── Input ──

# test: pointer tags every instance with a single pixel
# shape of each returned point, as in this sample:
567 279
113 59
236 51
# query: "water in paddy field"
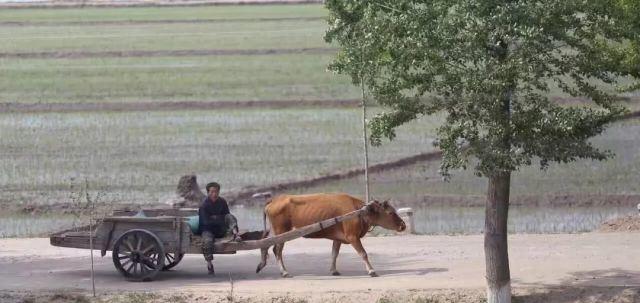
427 219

───

◆ **Problem statement**
Pictures are to be left out; please print the rest of the records above word for word.

◆ **Response box**
# test: pointer tags every instance with a single pixel
# shape of each returned point, as in this sample:
567 279
113 59
236 51
# query: "water in paddy field"
427 219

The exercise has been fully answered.